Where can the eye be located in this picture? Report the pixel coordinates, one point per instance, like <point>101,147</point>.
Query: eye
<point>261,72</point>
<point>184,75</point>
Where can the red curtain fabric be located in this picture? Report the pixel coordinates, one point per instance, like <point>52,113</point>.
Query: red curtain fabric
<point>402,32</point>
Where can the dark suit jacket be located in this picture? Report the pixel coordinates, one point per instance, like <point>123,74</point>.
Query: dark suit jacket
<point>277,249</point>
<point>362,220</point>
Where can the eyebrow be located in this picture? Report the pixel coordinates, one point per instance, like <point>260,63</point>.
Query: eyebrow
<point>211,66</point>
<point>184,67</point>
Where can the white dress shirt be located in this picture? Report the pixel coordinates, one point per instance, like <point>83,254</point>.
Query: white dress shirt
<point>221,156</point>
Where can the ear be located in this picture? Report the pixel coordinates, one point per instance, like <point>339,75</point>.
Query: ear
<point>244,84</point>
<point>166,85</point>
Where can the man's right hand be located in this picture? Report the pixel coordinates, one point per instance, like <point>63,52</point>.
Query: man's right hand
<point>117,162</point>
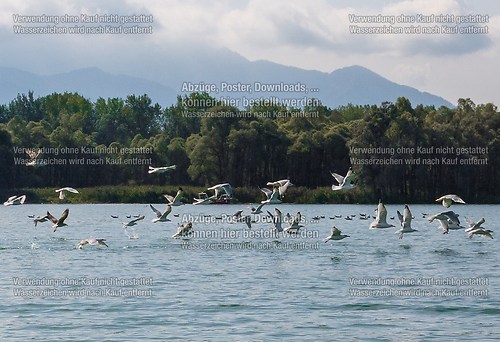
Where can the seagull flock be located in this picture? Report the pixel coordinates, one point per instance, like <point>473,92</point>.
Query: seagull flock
<point>284,224</point>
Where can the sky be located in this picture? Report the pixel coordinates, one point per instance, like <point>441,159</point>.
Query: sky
<point>312,34</point>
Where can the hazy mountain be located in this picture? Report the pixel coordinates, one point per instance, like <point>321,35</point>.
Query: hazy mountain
<point>354,84</point>
<point>89,82</point>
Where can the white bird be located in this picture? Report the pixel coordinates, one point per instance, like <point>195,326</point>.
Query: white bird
<point>405,220</point>
<point>381,218</point>
<point>476,229</point>
<point>345,182</point>
<point>183,230</point>
<point>474,225</point>
<point>161,217</point>
<point>335,234</point>
<point>281,185</point>
<point>445,218</point>
<point>258,210</point>
<point>175,201</point>
<point>92,242</point>
<point>58,222</point>
<point>62,192</point>
<point>277,220</point>
<point>204,200</point>
<point>15,200</point>
<point>272,197</point>
<point>295,225</point>
<point>40,219</point>
<point>161,169</point>
<point>448,200</point>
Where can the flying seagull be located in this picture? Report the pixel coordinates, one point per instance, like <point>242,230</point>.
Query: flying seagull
<point>15,200</point>
<point>183,230</point>
<point>405,220</point>
<point>161,217</point>
<point>272,197</point>
<point>474,225</point>
<point>58,222</point>
<point>381,219</point>
<point>34,161</point>
<point>295,225</point>
<point>448,200</point>
<point>335,234</point>
<point>40,219</point>
<point>62,192</point>
<point>258,210</point>
<point>445,218</point>
<point>161,169</point>
<point>345,182</point>
<point>92,242</point>
<point>281,185</point>
<point>277,220</point>
<point>476,229</point>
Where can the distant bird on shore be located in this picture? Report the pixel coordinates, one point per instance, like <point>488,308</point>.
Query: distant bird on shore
<point>345,182</point>
<point>405,220</point>
<point>92,242</point>
<point>448,200</point>
<point>15,200</point>
<point>62,192</point>
<point>381,218</point>
<point>335,234</point>
<point>161,217</point>
<point>58,223</point>
<point>161,169</point>
<point>175,201</point>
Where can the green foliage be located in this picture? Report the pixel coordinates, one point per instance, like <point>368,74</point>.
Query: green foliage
<point>211,143</point>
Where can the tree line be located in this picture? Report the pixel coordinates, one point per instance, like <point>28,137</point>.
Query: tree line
<point>398,152</point>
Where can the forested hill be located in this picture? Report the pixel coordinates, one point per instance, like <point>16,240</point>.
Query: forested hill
<point>399,152</point>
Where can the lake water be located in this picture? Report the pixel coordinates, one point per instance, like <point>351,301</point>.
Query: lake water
<point>227,284</point>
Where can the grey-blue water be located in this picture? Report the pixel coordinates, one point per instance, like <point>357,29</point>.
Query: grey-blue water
<point>229,284</point>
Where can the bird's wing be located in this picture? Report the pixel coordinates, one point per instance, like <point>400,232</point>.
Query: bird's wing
<point>452,216</point>
<point>167,211</point>
<point>64,215</point>
<point>137,219</point>
<point>456,198</point>
<point>382,212</point>
<point>400,217</point>
<point>156,211</point>
<point>51,217</point>
<point>169,198</point>
<point>267,192</point>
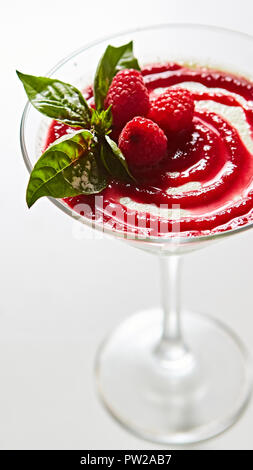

****

§ Exercise description
Copy all the rows above, substituting "x,y coordinates" for every occurrence of "pixel coordinates" and changing nothing else. Omit the pictures from your answer.

§ Completed task
Where can the eye be located in this picture? Report the x,y coordinates, one point per instance, like <point>101,147</point>.
Query: eye
<point>261,72</point>
<point>184,75</point>
Where can the red curtain fabric be located in this picture? Report the x,y coordinates, one point per instance, like <point>52,113</point>.
Query: red curtain fabric
<point>402,32</point>
Where can the dark suit jacket be located in this picture? Report the x,y coordinates, one point per instance, like <point>123,74</point>.
Query: dark suit jacket
<point>277,249</point>
<point>362,220</point>
Where can the eyebrow be located in this picture? Report the x,y coordinates, one point per instance, like <point>260,63</point>.
Query: eyebrow
<point>211,66</point>
<point>184,67</point>
Where can the white dress shirt be located in this picture? Report the x,y coordinates, one point per instance, like <point>83,254</point>.
Query: white dress shirt
<point>221,156</point>
Where can the ear be located in this picture? Report the x,y coordinates, one point per instance, like <point>339,75</point>.
Query: ear
<point>244,84</point>
<point>166,85</point>
Where can the man's right hand be located in this picture? Report the x,y coordinates, one point per instance, like <point>63,52</point>.
Query: man's right hand
<point>117,162</point>
Where can the seagull flock be located in this picture? Report the x,y coordinates, one point per instance, like <point>473,92</point>.
Query: seagull flock
<point>284,224</point>
Where can the sky be located in this picture? Report the x,y coordinates, one point per instance, like <point>441,159</point>.
Query: sky
<point>312,34</point>
Where can the hazy mountain be located in this picture? Report the x,y coordinates, one point per instance, like <point>321,35</point>.
Query: hazy mountain
<point>354,84</point>
<point>89,82</point>
Where can the white bird be located in this picture? Report the x,y coordinates, one point per instance, like <point>195,326</point>.
Query: white bird
<point>405,220</point>
<point>381,218</point>
<point>476,229</point>
<point>345,182</point>
<point>183,230</point>
<point>474,225</point>
<point>161,217</point>
<point>335,234</point>
<point>281,185</point>
<point>445,218</point>
<point>258,210</point>
<point>175,201</point>
<point>92,242</point>
<point>58,222</point>
<point>62,192</point>
<point>277,220</point>
<point>204,200</point>
<point>15,200</point>
<point>272,197</point>
<point>295,225</point>
<point>40,219</point>
<point>161,169</point>
<point>448,200</point>
Where can the flying seagull be located in this picture? Report the x,y coordinates, one point per instance, like <point>242,230</point>.
Query: flying seagull
<point>15,200</point>
<point>183,230</point>
<point>405,220</point>
<point>161,217</point>
<point>272,197</point>
<point>474,225</point>
<point>58,222</point>
<point>381,219</point>
<point>34,161</point>
<point>295,225</point>
<point>448,200</point>
<point>335,234</point>
<point>40,219</point>
<point>62,192</point>
<point>258,210</point>
<point>445,218</point>
<point>161,169</point>
<point>345,182</point>
<point>92,242</point>
<point>281,185</point>
<point>277,220</point>
<point>476,229</point>
Where can the distant bird on shore be located in this picture? Report the x,y coordinates, one point per instance, like <point>488,308</point>.
Query: distant bird on shore
<point>345,182</point>
<point>405,220</point>
<point>92,242</point>
<point>448,200</point>
<point>15,200</point>
<point>62,192</point>
<point>381,218</point>
<point>335,234</point>
<point>161,217</point>
<point>58,223</point>
<point>161,169</point>
<point>175,201</point>
Where can the green foliage be located in this picture? Report the x,y coordinates, one point per instance, like <point>368,74</point>.
Query: green foliage
<point>211,143</point>
Where can the tree line be located in this picture? Report the x,y coordinates, one point per instance, like <point>28,137</point>.
Query: tree line
<point>398,152</point>
Where can the forested hill be located in this picture? Report the x,y coordinates, one point per instance, like <point>16,240</point>.
Query: forested hill
<point>399,152</point>
Where can the lake water be located in this picture? Report the x,y coordinates, one point per instance, like <point>351,301</point>.
Query: lake water
<point>227,284</point>
Where can the grey-blue water be located in this picture? Report the x,y coordinates, one point per instance, like <point>357,29</point>.
Query: grey-blue water
<point>229,284</point>
Where can the bird's wing be located in this picture? Report the x,y coordinates, one point per instance, like <point>400,232</point>.
Query: bird's wing
<point>452,216</point>
<point>167,211</point>
<point>64,215</point>
<point>137,219</point>
<point>456,198</point>
<point>382,212</point>
<point>400,217</point>
<point>156,211</point>
<point>51,217</point>
<point>169,198</point>
<point>267,192</point>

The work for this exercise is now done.